● **Supplied material**
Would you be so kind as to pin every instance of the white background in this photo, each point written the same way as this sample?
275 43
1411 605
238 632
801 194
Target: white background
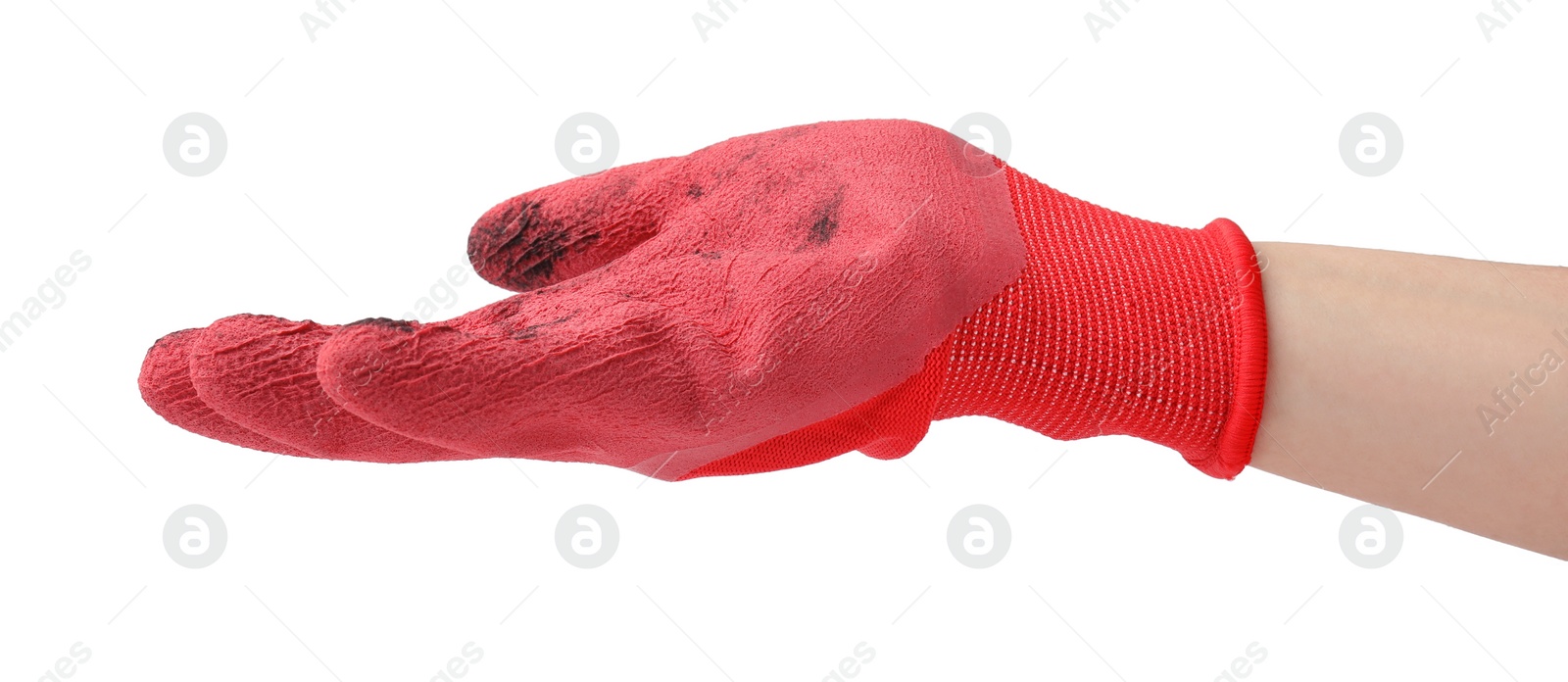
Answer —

● **What to do**
Each line above that has the word "white" must be copied.

● **Task response**
Would you be so kind as to pin every instance of the white background in this photo, each point written the same way as this sample?
Target: white background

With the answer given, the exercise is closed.